● Given problem 1
In the forum thread about 6TB drives below, the first poster asks not to receive a comparison of which drive is best. Explain why the poster does not want that comparison.

● Source text
# Roamio Compatible 6TB WD Drives



## TivoRocks193 (Aug 10, 2005)

I've been reading a lot of posts in the forum and I see a lot of conflicting information about using 6TB drives with Roamio that looks like it might be outdated. Can I get a recent update on which of the following three drives are confirm to work (or not work) with a TiVo Roamio without any special formatting/set up:


 WD Red 6TB (Model WD60EFRX)
 WD Purple 6TB (Model WD60PURX)
 WD Green 6TB (Model WD60EZRX)

By confirmed working without any special set up, I mean you stick the drive directly into the TiVo Roamio without needing any formatting on a computer. Any one use any of these and it work without issue? Also, not really looking for a comparison of which one is best (since that is highly subjective), just want to know which ones, if any, that I stick into a Roamio will not work (or stop functioning within a short time) and which ones will be fine.


----------



## lessd (Jan 23, 2005)

TivoRocks193 said:


> I've been reading a lot of posts in the forum and I see a lot of conflicting information about using 6TB drives with Roamio that looks like it might be outdated. Can I get a recent update on which of the following three drives are confirm to work (or not work) with a TiVo Roamio without any special formatting/set up:
> 
> 
> WD Red 6TB (Model WD60EFRX)
> ...


The biggest you can use now is 3Tb without any per-formatting, you can get instructions from this Forum to make up a 4Tb drive, anything bigger you will have to get from* Weaknees*. People on this Forum are working on ways to use a bigger drive, but that work has not been completed yet.


----------



## jmbach (Jan 1, 2009)

+1


----------



## leechildfan (Feb 19, 2015)

Checkout http://www.tivocommunity.com/tivo-vb/showthread.php?t=528428 for the new tool provided by ggieseke to use 6TB drives in the Roamio's.


----------



## aaronwt (Jan 31, 2002)

Yes. His program works great. I used it to install a 5TB Red drive in my Roamio Pro. If you use the program just make sure you donate a little for all the time he spent developing it.


----------



## MikeekiM (Jun 25, 2002)

TivoRocks193 said:


> I've been reading a lot of posts in the forum and I see a lot of conflicting information about using 6TB drives with Roamio that looks like it might be outdated. Can I get a recent update on which of the following three drives are confirm to work (or not work) with a TiVo Roamio without any special formatting/set up:
> 
> 
> WD Red 6TB (Model WD60EFRX)
> ...





leechildfan said:


> Checkout http://www.tivocommunity.com/tivo-vb/showthread.php?t=528428 for the new tool provided by ggieseke to use 6TB drives in the Roamio's.


So the question remains (I think)... If you use ggieseke's software tool to upgrade to a large capacity drive, will all of the above drives work equally well?


----------



## jmbach (Jan 1, 2009)

Short answer is yes. 

I prefer green/red drives.


----------



## MikeekiM (Jun 25, 2002)

● Data shown
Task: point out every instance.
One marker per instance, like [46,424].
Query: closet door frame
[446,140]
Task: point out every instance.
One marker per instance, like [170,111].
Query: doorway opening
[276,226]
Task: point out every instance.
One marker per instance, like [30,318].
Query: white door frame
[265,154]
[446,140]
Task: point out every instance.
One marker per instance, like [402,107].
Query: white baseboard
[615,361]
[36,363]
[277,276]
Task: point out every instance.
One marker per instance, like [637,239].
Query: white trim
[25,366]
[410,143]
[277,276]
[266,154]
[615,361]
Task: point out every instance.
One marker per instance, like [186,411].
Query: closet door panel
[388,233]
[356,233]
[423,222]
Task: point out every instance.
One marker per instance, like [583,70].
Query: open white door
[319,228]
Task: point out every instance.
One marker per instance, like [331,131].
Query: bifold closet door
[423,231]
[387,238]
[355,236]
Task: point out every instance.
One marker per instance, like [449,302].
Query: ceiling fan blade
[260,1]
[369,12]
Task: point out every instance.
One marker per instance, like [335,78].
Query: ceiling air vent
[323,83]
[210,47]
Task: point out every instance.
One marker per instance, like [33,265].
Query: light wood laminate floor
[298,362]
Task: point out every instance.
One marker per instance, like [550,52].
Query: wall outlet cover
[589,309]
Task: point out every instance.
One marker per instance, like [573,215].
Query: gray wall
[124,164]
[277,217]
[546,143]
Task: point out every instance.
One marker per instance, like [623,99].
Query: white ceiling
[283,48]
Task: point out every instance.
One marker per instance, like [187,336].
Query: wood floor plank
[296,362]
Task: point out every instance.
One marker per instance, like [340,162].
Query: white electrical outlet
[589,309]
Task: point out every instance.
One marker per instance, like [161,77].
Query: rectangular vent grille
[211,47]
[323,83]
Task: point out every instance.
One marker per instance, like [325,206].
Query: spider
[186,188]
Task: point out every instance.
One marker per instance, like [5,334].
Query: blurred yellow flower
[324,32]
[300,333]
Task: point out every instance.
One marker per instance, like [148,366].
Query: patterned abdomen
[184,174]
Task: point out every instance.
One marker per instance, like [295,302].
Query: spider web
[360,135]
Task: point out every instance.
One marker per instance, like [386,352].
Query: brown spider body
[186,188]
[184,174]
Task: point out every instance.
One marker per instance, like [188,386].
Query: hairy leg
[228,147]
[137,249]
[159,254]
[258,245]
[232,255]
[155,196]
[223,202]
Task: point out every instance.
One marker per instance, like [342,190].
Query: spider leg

● Given problem 2
Select every line in the records that contains the string "spider".

● Complete answer 1
The poster does not want a comparison of the best drive because that question is highly subjective. The poster only wants to know which of the three drives will fail or stop working soon after being placed in a Roamio, and which will work fine.

● Complete answer 2
Query: spider
Query: spider web
Query: brown spider body
Query: spider leg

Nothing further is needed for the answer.